▶ **THINGS TO DO**
1) From the Solvency II passage below, list the other ways, besides raising additional capital, that insurers might cover or mitigate their capital requirements.
2) For each statement below, say whether it agrees with the Solvency II passage. Quote the deciding words.
(a) Delta Lloyd had to raise capital externally.
(b) Solvency II has directly caused several ratings changes.
(c) Most insurers already held capital well above the Solvency I requirements.

What Solvency II has done is increase capital requirements, through the introduction of the risk-based regime. However, the higher capital requirements do not necessarily lead to an increase in the capital actually held, mainly because most insurers were already holding capital well in excess of the previous Solvency I requirements.

One of the reasons would have been ratings; most of the larger insurers are rated and they tend to be rated in the higher rating categories and to achieve those ratings they always needed to be quite well capitalised.

Another important factor is that insurers have been preparing for Solvency II for several years. Even when the requirements were only just being developed and were uncertain, they were managing capital with that very much in mind, so we would say they were generally somewhat cautious in how they were managing their capital. What they certainly wouldn’t have wanted to do was get in a position where Solvency II arrives and suddenly they find that they need to go and raise additional capital.

There are clearly some exceptions. The most publicised is Delta Lloyd, which found itself in a situation where it had to actually go and raise capital externally. Also, smaller and medium-sized insurers may have been less well prepared for Solvency II, so it’s more likely that they may need to look to boost capital, by raising additional capital, or by finding other ways of covering or mitigating their capital requirements, such as reinsurance solutions, changing asset strategies, hedging, and so on.

As you mentioned, the larger insurers have been well capitalised and highly rated, but how does Solvency II affect the credit profile, or the inputs into the ratings, and the outlook for them?

From a ratings perspective, Solvency II overall is neutral, in that there haven’t been any ratings changes or any expected as a direct result of Solvency II.

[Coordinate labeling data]
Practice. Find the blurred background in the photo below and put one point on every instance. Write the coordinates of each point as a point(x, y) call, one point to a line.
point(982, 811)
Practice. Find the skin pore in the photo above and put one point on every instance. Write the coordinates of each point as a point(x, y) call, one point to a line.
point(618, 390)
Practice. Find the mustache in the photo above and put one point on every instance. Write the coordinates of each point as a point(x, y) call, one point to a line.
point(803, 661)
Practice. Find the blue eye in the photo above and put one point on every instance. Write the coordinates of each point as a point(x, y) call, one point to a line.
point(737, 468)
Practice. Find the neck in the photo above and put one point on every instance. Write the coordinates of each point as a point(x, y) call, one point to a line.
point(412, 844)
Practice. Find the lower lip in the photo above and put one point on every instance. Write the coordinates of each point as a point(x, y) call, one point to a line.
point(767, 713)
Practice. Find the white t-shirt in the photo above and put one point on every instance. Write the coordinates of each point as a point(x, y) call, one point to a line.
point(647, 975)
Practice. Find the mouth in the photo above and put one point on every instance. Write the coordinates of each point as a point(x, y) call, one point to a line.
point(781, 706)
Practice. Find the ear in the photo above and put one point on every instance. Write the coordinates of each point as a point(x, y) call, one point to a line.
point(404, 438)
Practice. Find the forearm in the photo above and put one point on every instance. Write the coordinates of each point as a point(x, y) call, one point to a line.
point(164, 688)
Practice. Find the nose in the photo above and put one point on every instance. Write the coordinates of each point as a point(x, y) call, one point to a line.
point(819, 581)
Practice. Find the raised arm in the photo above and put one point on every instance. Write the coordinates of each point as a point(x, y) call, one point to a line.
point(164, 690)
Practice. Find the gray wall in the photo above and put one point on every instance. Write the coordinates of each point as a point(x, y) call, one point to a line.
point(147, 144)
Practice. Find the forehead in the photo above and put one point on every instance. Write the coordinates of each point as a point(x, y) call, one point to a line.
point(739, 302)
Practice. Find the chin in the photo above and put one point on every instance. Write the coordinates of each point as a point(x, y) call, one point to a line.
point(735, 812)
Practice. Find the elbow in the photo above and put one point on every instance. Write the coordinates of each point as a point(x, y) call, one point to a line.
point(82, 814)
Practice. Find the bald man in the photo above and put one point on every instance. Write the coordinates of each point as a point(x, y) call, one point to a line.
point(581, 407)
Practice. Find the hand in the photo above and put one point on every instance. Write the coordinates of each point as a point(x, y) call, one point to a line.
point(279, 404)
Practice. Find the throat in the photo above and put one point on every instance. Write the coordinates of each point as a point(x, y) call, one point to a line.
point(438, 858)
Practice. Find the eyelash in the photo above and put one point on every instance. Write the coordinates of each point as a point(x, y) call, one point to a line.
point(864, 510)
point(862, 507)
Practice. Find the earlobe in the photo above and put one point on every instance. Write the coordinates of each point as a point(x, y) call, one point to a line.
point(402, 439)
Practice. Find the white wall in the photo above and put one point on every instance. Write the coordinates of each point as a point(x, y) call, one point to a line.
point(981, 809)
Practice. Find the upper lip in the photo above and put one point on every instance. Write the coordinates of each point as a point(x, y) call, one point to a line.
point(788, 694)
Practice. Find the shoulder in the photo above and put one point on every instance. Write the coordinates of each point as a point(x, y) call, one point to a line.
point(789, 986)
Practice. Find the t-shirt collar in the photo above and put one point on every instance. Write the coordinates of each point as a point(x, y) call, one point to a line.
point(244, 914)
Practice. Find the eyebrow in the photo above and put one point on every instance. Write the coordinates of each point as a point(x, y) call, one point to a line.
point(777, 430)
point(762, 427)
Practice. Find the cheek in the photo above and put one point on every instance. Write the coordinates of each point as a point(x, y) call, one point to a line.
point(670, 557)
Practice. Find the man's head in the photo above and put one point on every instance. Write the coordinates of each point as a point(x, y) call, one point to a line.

▶ **SOLUTIONS IN ORDER**
1)
- Reinsurance solutions
- Changing asset strategies
- Hedging

2)
(a) Yes: "The most publicised is Delta Lloyd, which found itself in a situation where it had to actually go and raise capital externally."
(b) No: "there haven’t been any ratings changes or any expected as a direct result of Solvency II."
(c) Yes: "most insurers were already holding capital well in excess of the previous Solvency I requirements."